I think the assumption was that Kaveri will pull ahead because of gpu compute on the igp.

Remains to be seen though. I remain skeptical.

NTMBK · Feb 9, 2015

frozentundra123456 said:
I think the assumption was that Kaveri will pull ahead because of gpu compute on the igp.

Remains to be seen though. I remain skeptical.

But the i5 also has a pretty good IGP, and I would hope that would get used too. (If DX12 somehow magically made developers care about mixed-GPU game engines, which I kind of doubt it will.)

DrMrLordX · Feb 9, 2015

NTMBK said:
But the i5 also has a pretty good IGP, and I would hope that would get used too. (If DX12 somehow magically made developers care about mixed-GPU game engines, which I kind of doubt it will.)

The 32-bit fp and integer throughput of Kaveri's iGPU alone is higher than the 32-bit fp and integer throughput of an i5's Haswell cores and its iGPU combined.

▶ **Your objective**:
Edit the Kaveri discussion starting with "The 32-bit fp and integer throughput of Kaveri's" and going on through "its iGPU combined.", putting "Broadwell" in place of "Haswell".

▶ **Supplied data**:
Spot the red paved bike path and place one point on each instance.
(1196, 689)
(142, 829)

▶ **Response**:
The 32-bit fp and integer throughput of Kaveri's iGPU alone is higher than the 32-bit fp and integer throughput of an i5's Broadwell cores and its iGPU combined.